## Task details:
Find every line in the rows below that has the word "winter" and copy each one out.

Dataset items:
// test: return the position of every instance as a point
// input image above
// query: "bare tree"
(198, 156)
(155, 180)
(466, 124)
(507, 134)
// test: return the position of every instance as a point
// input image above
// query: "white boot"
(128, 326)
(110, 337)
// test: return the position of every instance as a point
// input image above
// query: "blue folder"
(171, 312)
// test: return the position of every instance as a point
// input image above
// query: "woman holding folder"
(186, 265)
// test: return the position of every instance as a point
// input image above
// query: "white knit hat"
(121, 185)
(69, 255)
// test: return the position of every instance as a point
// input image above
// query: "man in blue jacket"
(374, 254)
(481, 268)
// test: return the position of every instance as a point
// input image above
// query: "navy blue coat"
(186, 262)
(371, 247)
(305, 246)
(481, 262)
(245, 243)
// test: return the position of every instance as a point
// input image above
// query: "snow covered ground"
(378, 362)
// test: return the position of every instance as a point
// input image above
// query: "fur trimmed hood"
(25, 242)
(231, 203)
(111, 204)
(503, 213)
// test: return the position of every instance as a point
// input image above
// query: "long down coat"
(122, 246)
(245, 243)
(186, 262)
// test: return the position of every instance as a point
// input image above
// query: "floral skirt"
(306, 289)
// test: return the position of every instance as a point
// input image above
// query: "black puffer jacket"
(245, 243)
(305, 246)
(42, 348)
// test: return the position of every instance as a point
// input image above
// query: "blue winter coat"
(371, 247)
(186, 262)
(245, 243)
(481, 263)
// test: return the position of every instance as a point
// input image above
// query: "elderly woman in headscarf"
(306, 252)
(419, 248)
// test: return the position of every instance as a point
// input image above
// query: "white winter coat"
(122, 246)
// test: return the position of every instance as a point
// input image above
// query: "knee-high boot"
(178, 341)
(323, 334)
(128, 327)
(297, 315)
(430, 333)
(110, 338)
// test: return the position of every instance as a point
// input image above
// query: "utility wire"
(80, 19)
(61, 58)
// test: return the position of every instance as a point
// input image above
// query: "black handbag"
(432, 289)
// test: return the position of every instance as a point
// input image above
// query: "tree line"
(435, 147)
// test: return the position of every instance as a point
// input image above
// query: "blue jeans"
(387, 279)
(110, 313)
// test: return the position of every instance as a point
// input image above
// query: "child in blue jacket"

## The result:
// query: "blue winter coat"
// query: "white winter coat"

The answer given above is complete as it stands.